___ TASK INPUT ___
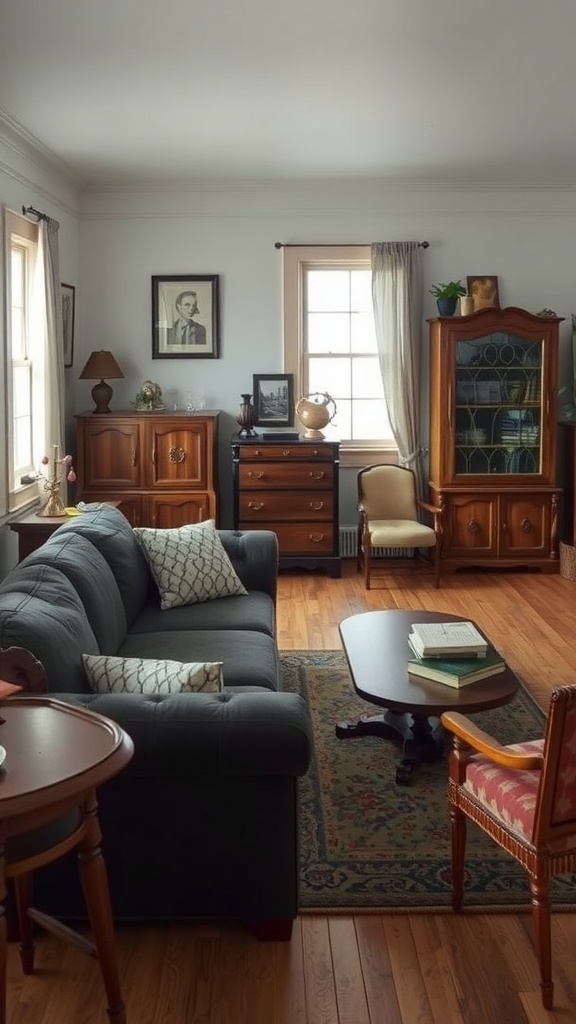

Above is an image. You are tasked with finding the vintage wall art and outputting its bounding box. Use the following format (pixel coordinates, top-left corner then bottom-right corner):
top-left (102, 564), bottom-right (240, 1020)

top-left (252, 374), bottom-right (294, 427)
top-left (60, 284), bottom-right (76, 367)
top-left (152, 273), bottom-right (219, 359)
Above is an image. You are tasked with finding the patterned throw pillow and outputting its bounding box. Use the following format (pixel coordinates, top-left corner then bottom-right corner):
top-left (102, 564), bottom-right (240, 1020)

top-left (134, 519), bottom-right (248, 609)
top-left (82, 654), bottom-right (222, 693)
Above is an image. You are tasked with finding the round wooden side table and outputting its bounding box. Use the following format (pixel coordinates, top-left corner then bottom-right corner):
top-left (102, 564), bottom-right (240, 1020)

top-left (0, 695), bottom-right (133, 1024)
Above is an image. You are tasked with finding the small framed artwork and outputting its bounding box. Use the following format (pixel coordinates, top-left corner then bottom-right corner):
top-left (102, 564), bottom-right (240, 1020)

top-left (466, 274), bottom-right (500, 312)
top-left (252, 374), bottom-right (294, 427)
top-left (60, 284), bottom-right (76, 367)
top-left (152, 273), bottom-right (219, 359)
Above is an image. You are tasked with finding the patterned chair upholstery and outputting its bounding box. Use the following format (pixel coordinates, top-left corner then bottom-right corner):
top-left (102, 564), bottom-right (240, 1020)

top-left (358, 466), bottom-right (442, 590)
top-left (442, 686), bottom-right (576, 1010)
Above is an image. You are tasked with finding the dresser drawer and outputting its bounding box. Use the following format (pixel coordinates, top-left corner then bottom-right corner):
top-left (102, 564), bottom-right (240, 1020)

top-left (239, 462), bottom-right (334, 490)
top-left (239, 520), bottom-right (334, 555)
top-left (239, 490), bottom-right (334, 522)
top-left (238, 441), bottom-right (334, 462)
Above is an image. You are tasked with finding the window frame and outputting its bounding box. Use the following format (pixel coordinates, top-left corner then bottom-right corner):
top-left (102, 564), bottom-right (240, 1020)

top-left (2, 210), bottom-right (41, 514)
top-left (283, 245), bottom-right (398, 467)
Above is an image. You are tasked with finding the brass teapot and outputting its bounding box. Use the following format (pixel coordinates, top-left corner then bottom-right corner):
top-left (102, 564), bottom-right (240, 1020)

top-left (296, 391), bottom-right (336, 439)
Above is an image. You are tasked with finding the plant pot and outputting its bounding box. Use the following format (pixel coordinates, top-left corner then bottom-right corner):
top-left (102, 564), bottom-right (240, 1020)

top-left (436, 296), bottom-right (458, 316)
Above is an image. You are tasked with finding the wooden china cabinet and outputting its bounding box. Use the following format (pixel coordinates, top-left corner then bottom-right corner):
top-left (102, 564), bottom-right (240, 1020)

top-left (76, 411), bottom-right (219, 527)
top-left (428, 306), bottom-right (562, 572)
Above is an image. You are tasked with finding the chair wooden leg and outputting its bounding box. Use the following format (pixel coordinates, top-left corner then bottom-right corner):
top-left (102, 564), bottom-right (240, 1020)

top-left (530, 878), bottom-right (554, 1010)
top-left (78, 798), bottom-right (126, 1024)
top-left (450, 804), bottom-right (466, 913)
top-left (14, 871), bottom-right (34, 974)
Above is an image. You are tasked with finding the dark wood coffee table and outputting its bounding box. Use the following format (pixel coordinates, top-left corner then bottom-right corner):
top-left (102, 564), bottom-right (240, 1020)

top-left (336, 610), bottom-right (520, 784)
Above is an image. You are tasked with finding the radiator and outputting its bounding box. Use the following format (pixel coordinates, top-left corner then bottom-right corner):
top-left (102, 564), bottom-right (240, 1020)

top-left (340, 526), bottom-right (414, 558)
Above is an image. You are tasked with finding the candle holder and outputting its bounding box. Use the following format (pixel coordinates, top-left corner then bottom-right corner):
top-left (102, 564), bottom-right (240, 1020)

top-left (36, 444), bottom-right (76, 517)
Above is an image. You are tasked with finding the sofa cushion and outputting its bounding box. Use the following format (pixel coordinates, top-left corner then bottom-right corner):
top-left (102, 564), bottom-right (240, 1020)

top-left (117, 630), bottom-right (280, 690)
top-left (22, 529), bottom-right (127, 654)
top-left (134, 519), bottom-right (248, 609)
top-left (82, 654), bottom-right (222, 693)
top-left (54, 502), bottom-right (153, 627)
top-left (0, 562), bottom-right (97, 693)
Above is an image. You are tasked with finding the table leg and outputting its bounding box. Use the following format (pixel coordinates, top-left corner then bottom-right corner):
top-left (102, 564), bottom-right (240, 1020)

top-left (78, 796), bottom-right (126, 1024)
top-left (335, 711), bottom-right (444, 785)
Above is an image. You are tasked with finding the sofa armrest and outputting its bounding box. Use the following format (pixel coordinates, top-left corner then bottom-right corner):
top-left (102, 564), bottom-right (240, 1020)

top-left (51, 691), bottom-right (314, 777)
top-left (218, 529), bottom-right (279, 604)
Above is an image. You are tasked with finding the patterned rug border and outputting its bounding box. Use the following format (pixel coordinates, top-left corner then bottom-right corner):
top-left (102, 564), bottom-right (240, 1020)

top-left (280, 648), bottom-right (576, 915)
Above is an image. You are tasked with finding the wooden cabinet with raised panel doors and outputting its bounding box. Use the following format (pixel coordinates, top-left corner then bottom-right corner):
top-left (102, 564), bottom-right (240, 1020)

top-left (232, 437), bottom-right (341, 577)
top-left (76, 411), bottom-right (218, 527)
top-left (428, 306), bottom-right (562, 572)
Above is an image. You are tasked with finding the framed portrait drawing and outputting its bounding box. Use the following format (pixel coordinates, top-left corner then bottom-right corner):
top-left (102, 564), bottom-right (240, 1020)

top-left (60, 284), bottom-right (76, 367)
top-left (252, 374), bottom-right (294, 427)
top-left (466, 274), bottom-right (500, 312)
top-left (152, 273), bottom-right (219, 359)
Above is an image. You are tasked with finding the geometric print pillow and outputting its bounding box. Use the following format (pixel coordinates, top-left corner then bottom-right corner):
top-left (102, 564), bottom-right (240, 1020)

top-left (134, 519), bottom-right (248, 610)
top-left (82, 654), bottom-right (222, 693)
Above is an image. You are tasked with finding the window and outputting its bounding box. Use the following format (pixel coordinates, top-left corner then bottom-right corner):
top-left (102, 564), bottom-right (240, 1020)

top-left (5, 212), bottom-right (44, 511)
top-left (284, 246), bottom-right (396, 465)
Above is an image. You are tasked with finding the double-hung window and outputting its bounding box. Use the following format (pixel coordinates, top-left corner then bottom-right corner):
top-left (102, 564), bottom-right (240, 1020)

top-left (4, 211), bottom-right (44, 511)
top-left (284, 246), bottom-right (396, 465)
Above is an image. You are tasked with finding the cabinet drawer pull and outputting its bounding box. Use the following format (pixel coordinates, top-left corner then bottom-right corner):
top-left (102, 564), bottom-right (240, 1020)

top-left (168, 444), bottom-right (186, 463)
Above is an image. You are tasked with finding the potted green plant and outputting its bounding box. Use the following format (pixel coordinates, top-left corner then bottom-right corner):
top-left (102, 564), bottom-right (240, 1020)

top-left (430, 281), bottom-right (466, 316)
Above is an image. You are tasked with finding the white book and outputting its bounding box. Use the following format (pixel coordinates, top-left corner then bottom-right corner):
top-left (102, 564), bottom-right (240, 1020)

top-left (412, 622), bottom-right (488, 657)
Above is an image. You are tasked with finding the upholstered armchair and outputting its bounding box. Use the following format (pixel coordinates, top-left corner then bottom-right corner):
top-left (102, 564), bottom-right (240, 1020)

top-left (358, 466), bottom-right (442, 590)
top-left (442, 686), bottom-right (576, 1010)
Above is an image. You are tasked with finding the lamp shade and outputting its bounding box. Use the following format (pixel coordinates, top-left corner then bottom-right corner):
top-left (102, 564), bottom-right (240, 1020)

top-left (79, 348), bottom-right (124, 381)
top-left (80, 348), bottom-right (124, 413)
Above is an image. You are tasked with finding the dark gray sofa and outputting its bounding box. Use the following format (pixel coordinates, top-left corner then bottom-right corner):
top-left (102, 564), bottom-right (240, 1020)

top-left (0, 505), bottom-right (313, 938)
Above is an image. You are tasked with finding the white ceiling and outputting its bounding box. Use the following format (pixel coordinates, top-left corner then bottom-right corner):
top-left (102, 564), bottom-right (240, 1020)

top-left (0, 0), bottom-right (576, 187)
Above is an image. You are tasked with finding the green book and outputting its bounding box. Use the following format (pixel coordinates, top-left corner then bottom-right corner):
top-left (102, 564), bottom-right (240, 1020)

top-left (408, 646), bottom-right (506, 689)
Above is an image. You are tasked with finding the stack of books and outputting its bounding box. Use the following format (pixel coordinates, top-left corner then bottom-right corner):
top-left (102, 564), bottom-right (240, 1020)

top-left (408, 622), bottom-right (506, 688)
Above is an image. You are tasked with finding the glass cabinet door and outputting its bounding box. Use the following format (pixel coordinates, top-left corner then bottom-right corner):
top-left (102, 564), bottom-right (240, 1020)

top-left (453, 332), bottom-right (544, 477)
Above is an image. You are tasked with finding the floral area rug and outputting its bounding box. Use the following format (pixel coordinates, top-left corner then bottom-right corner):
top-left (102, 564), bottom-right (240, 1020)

top-left (281, 651), bottom-right (576, 913)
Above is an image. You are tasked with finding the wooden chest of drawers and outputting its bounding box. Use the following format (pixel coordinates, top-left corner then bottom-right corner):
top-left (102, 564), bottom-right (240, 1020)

top-left (232, 437), bottom-right (341, 577)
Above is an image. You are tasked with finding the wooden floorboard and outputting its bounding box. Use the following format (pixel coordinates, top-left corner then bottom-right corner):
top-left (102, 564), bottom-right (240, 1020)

top-left (7, 561), bottom-right (576, 1024)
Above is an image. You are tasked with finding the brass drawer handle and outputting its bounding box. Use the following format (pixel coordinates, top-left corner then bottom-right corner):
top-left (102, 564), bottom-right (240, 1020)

top-left (168, 444), bottom-right (186, 462)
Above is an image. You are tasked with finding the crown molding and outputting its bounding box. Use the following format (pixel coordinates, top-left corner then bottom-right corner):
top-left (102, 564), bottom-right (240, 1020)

top-left (0, 109), bottom-right (87, 191)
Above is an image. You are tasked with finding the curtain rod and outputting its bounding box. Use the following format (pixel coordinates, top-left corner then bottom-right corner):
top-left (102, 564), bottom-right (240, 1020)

top-left (22, 206), bottom-right (50, 220)
top-left (274, 242), bottom-right (429, 249)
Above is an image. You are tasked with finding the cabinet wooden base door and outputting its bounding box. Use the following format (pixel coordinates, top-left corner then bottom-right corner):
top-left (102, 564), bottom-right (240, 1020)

top-left (233, 438), bottom-right (341, 577)
top-left (77, 412), bottom-right (218, 528)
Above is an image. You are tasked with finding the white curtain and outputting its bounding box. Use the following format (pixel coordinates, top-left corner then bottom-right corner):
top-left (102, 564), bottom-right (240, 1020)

top-left (33, 217), bottom-right (66, 457)
top-left (371, 242), bottom-right (423, 496)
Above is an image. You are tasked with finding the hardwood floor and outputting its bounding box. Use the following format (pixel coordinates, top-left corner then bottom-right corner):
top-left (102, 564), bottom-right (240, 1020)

top-left (4, 562), bottom-right (576, 1024)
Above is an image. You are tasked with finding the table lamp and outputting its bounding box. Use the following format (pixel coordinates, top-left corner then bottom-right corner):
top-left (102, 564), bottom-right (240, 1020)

top-left (79, 348), bottom-right (124, 413)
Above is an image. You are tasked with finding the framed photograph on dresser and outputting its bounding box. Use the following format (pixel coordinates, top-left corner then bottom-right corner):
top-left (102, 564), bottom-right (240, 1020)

top-left (252, 374), bottom-right (294, 427)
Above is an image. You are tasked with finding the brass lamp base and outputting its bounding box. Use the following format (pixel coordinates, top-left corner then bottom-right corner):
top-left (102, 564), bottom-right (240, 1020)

top-left (92, 381), bottom-right (114, 413)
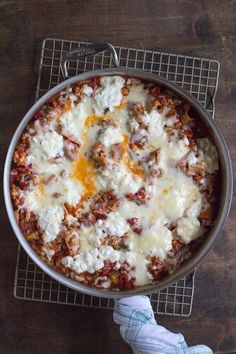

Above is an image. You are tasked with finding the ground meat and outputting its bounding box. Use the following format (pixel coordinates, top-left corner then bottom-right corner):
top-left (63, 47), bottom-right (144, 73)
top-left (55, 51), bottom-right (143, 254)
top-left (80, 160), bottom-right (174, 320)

top-left (126, 187), bottom-right (151, 205)
top-left (63, 138), bottom-right (80, 161)
top-left (92, 141), bottom-right (108, 166)
top-left (127, 218), bottom-right (143, 235)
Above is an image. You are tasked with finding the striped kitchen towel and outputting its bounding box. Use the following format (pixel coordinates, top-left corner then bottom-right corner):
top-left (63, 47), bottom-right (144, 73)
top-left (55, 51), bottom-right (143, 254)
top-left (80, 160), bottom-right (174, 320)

top-left (113, 296), bottom-right (213, 354)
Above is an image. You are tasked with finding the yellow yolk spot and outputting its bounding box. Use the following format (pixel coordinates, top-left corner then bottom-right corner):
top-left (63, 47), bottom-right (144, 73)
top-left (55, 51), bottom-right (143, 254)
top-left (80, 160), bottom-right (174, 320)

top-left (116, 101), bottom-right (126, 110)
top-left (84, 115), bottom-right (104, 129)
top-left (121, 135), bottom-right (145, 179)
top-left (72, 156), bottom-right (96, 197)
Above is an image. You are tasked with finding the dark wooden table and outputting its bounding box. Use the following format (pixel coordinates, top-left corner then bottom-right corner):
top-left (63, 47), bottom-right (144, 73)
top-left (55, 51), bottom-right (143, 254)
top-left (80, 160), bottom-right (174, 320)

top-left (0, 0), bottom-right (236, 354)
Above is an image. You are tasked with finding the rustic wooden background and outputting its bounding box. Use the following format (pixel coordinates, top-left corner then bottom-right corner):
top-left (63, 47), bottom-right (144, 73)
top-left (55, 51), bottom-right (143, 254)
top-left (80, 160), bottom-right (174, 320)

top-left (0, 0), bottom-right (236, 354)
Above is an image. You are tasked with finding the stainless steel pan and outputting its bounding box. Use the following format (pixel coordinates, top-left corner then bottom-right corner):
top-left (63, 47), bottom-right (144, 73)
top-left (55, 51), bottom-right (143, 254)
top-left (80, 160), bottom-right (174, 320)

top-left (4, 43), bottom-right (233, 298)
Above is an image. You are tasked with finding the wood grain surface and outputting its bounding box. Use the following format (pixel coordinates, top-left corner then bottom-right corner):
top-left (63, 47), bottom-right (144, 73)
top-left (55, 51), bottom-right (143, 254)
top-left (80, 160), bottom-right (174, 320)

top-left (0, 0), bottom-right (236, 354)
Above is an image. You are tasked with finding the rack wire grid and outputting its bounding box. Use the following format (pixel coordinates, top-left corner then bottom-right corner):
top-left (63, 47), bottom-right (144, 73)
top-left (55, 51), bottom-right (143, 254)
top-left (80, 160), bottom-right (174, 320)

top-left (14, 38), bottom-right (220, 317)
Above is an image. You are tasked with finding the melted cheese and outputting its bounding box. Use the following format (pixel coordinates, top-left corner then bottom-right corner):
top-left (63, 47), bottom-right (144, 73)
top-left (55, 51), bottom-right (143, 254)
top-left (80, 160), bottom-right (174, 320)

top-left (72, 156), bottom-right (97, 197)
top-left (18, 76), bottom-right (218, 286)
top-left (94, 76), bottom-right (124, 115)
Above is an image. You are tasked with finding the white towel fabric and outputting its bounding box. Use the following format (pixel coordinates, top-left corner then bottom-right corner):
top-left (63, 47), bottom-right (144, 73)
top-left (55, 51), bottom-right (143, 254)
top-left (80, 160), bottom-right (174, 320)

top-left (113, 296), bottom-right (213, 354)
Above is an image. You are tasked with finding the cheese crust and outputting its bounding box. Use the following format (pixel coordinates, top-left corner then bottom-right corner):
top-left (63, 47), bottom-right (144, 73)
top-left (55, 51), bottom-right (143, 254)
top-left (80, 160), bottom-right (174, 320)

top-left (11, 75), bottom-right (219, 291)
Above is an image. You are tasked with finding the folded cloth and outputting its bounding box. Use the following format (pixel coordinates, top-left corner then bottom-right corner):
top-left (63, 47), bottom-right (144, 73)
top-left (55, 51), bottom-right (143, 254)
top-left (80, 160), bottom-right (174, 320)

top-left (113, 296), bottom-right (213, 354)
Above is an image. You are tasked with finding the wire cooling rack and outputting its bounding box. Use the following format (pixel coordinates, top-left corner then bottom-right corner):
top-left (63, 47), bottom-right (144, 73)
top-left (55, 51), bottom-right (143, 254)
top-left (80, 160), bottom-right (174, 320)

top-left (14, 38), bottom-right (220, 316)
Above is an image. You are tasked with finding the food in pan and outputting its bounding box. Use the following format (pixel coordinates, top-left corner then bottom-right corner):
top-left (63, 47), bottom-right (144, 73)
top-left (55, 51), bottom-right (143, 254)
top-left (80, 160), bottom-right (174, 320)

top-left (11, 75), bottom-right (219, 290)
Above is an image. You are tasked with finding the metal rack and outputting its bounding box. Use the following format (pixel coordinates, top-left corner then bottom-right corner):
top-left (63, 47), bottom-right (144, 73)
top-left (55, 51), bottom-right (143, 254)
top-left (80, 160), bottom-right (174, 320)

top-left (14, 38), bottom-right (220, 316)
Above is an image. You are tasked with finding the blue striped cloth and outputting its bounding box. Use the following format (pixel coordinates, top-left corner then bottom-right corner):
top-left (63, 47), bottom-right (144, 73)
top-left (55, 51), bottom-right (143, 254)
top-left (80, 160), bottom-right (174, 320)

top-left (113, 296), bottom-right (213, 354)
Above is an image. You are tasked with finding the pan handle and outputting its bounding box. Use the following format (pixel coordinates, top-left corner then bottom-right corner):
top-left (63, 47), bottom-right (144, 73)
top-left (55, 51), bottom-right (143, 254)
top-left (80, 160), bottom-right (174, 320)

top-left (60, 43), bottom-right (119, 79)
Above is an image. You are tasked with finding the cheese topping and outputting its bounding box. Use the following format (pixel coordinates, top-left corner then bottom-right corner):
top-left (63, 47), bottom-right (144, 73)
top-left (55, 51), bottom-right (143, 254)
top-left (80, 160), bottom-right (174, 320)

top-left (12, 76), bottom-right (219, 288)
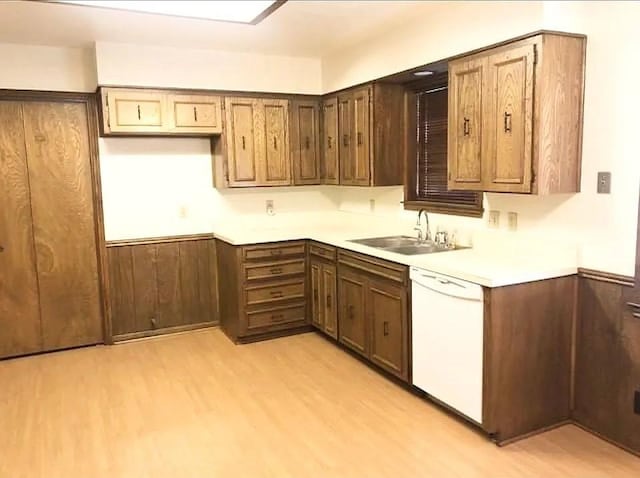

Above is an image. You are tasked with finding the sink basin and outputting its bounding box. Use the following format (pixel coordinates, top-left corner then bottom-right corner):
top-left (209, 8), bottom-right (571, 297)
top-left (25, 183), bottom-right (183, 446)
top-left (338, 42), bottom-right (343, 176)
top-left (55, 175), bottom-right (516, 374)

top-left (349, 236), bottom-right (462, 256)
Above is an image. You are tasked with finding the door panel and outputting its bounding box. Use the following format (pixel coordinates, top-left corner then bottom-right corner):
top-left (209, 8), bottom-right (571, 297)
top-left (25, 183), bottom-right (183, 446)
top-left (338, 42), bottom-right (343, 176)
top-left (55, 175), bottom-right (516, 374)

top-left (291, 101), bottom-right (320, 184)
top-left (320, 264), bottom-right (338, 339)
top-left (485, 45), bottom-right (535, 192)
top-left (310, 261), bottom-right (324, 330)
top-left (367, 282), bottom-right (409, 380)
top-left (261, 100), bottom-right (291, 185)
top-left (0, 101), bottom-right (42, 357)
top-left (448, 59), bottom-right (486, 190)
top-left (338, 269), bottom-right (368, 356)
top-left (351, 88), bottom-right (371, 186)
top-left (322, 98), bottom-right (340, 184)
top-left (225, 98), bottom-right (258, 186)
top-left (338, 95), bottom-right (354, 184)
top-left (23, 103), bottom-right (102, 350)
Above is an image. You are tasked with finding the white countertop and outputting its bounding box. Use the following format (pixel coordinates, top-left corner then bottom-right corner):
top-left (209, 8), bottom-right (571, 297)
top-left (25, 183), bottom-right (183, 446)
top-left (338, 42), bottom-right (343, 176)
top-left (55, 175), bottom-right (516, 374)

top-left (213, 213), bottom-right (578, 287)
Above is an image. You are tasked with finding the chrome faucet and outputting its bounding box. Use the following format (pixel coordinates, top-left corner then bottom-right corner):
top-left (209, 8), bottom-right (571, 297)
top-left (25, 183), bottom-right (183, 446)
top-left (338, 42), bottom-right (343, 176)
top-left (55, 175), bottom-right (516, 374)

top-left (413, 209), bottom-right (431, 241)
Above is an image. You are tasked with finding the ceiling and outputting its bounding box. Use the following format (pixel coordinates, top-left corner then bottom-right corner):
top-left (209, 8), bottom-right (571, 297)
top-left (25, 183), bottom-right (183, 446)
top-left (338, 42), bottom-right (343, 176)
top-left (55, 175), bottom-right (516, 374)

top-left (0, 0), bottom-right (442, 57)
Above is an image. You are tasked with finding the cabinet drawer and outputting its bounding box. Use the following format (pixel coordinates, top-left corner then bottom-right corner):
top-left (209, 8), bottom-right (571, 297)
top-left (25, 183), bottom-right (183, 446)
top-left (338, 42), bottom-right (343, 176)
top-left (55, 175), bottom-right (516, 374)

top-left (244, 259), bottom-right (305, 281)
top-left (247, 304), bottom-right (306, 330)
top-left (243, 242), bottom-right (305, 261)
top-left (338, 251), bottom-right (409, 285)
top-left (246, 280), bottom-right (304, 306)
top-left (309, 242), bottom-right (336, 261)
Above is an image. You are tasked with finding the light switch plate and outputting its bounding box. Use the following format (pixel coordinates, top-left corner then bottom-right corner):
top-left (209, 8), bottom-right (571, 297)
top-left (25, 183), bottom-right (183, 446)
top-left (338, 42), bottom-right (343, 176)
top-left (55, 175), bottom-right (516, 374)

top-left (489, 211), bottom-right (500, 229)
top-left (598, 171), bottom-right (611, 194)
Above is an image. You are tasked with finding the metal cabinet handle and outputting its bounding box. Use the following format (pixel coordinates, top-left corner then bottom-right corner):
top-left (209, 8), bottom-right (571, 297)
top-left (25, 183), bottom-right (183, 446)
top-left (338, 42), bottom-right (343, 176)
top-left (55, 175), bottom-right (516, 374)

top-left (504, 111), bottom-right (511, 133)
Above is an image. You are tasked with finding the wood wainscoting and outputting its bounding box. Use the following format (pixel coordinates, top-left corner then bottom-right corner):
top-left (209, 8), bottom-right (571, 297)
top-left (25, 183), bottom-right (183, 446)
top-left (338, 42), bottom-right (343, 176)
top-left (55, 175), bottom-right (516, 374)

top-left (572, 270), bottom-right (640, 455)
top-left (107, 234), bottom-right (219, 341)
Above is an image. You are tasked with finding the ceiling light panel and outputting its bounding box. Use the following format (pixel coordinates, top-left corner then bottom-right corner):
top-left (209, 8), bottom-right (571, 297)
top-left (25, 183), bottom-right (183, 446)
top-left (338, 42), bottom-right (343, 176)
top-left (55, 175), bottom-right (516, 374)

top-left (55, 0), bottom-right (275, 23)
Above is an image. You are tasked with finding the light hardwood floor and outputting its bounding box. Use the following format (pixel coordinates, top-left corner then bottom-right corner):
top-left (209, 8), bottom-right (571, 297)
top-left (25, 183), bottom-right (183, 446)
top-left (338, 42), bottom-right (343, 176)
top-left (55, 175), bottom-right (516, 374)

top-left (0, 329), bottom-right (640, 478)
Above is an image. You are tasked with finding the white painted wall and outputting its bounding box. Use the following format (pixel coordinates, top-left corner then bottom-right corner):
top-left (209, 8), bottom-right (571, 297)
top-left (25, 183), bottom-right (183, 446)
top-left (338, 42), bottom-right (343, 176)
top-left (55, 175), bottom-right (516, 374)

top-left (322, 1), bottom-right (640, 275)
top-left (0, 43), bottom-right (97, 92)
top-left (96, 42), bottom-right (322, 94)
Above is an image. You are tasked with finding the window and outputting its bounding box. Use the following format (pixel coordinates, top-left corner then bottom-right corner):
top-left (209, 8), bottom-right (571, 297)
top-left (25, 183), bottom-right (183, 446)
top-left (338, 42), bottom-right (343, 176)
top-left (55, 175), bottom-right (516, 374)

top-left (405, 73), bottom-right (482, 217)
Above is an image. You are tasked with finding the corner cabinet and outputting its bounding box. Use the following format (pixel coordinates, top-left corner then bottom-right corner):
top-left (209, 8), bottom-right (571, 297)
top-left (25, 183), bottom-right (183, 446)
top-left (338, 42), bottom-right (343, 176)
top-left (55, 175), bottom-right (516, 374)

top-left (448, 33), bottom-right (586, 194)
top-left (322, 83), bottom-right (404, 186)
top-left (225, 97), bottom-right (291, 187)
top-left (338, 250), bottom-right (410, 381)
___
**INSTRUCTIONS TO FOLLOW:**
Can you print, word for word, the lines of the listing that start with the line containing "Above is an image. You are tasked with finding the lamp" and go on through the line containing "top-left (0, 505), bottom-right (313, 938)"?

**CORRECT RESULT:**
Above is an image. You are tasked with finding the lamp shade and outputting its bounding box. Use the following format (pixel coordinates, top-left corner then bottom-right corner):
top-left (102, 564), bottom-right (240, 1020)

top-left (79, 348), bottom-right (124, 381)
top-left (80, 348), bottom-right (124, 413)
Above is an image. You are tasked with finding the dark gray sofa and outputting its bounding box. Use the following format (pixel coordinates, top-left corner then bottom-right corner):
top-left (102, 564), bottom-right (240, 1020)

top-left (0, 505), bottom-right (313, 938)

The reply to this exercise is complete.